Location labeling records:
Start

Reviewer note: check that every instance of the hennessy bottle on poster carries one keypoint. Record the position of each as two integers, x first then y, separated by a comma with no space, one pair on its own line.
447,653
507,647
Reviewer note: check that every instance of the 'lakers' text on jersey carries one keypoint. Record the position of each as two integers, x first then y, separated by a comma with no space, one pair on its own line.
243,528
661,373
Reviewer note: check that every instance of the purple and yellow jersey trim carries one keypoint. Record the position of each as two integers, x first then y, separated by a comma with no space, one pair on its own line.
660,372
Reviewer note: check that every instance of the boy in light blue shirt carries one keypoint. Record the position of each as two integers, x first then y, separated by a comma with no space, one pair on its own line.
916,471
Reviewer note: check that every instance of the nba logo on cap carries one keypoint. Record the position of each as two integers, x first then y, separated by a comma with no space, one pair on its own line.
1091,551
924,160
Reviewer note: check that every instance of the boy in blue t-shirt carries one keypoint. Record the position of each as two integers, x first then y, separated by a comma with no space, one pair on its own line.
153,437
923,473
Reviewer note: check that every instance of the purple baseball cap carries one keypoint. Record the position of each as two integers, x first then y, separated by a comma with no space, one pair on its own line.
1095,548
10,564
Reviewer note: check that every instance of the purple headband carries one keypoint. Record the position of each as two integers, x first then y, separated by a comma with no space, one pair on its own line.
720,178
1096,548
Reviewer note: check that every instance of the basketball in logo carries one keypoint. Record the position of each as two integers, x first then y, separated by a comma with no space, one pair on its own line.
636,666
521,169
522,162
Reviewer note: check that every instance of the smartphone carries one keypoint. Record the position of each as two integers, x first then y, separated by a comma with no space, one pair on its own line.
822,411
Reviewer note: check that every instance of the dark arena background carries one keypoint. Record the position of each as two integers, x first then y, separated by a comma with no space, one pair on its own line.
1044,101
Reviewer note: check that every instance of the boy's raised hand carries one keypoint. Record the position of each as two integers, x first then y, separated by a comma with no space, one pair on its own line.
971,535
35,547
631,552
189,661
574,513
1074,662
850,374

End

Retype all of the entries precisely as they are.

» **Answer below**
Reviewer note: check that every instance of the hennessy bottle on poster carries one keypoint. Record the position of each as two integers, x first then y, separated by a comma with no space, one pair on its own line.
447,653
507,647
Reviewer note: check that every instance of the 'lakers' text on jersey carries one keypoint. Record the position of each as two integers, x first then y, separated by a comma with no space, one pair on its own line.
243,528
661,373
Reviewer note: check that every instance of the purple and yellow jersey trim carries one keypoint. Record the position of each as two integers, x first then y, separated by a comma with no space, one pair on its own line.
660,372
Reviewer note: check that every instance of the boy in light blue shirt carries one keypoint. Record the position of each as two integers, x first then y, separated by a comma with no space, one pair on its own line.
916,471
Reviewer note: check that every instance of the nba logo on cap carries one keypoint. Record the position of each as two integers, x first then y, separated by a comma with no space, one pair on its own line.
1091,551
924,160
Reviewer note: check that every instance of the boy in blue t-shirt carries one keypoint. Record the position of each as two integers, x first then y, separated by a comma with no space, one pair on its own line.
153,437
923,473
Reviewer note: check that every instance of the purple baseball cap carries one keypoint. Record the position of each as two integers, x first then y, separated by a comma with no space, one pair on its own line.
1095,548
10,564
Reviewer note: check that every instance of the purple headband carries one keypoint. Record the position of each as two integers, x first then y, separated by a comma with no space, one pair on its own line.
720,178
1096,548
Reviewer note: check that every instance of the basketball in logo carries one keypoint. Record the position of each as two integers, x first then y, separated by a comma with no space, one pair on its own line.
636,666
521,169
522,162
Reviewer note: check that every instance of the smartphone carries one keypoint. Record the position of each as two integers, x first then y, separated by a comma with no space, one pair on its own line.
822,411
Reviewer note: check that every instance of the dark arena background carries one keypoint. Record the position of each as two integers, x first then y, separated by a comma with no space, one pair on its own line.
1044,101
Reviewer note: check that every instance of the boy's raised hand carries one keypoint. Record the position of each as two integers, x first then y, separated by a comma with no space, one pair on its own line.
971,535
35,547
631,552
189,661
574,513
1074,662
850,374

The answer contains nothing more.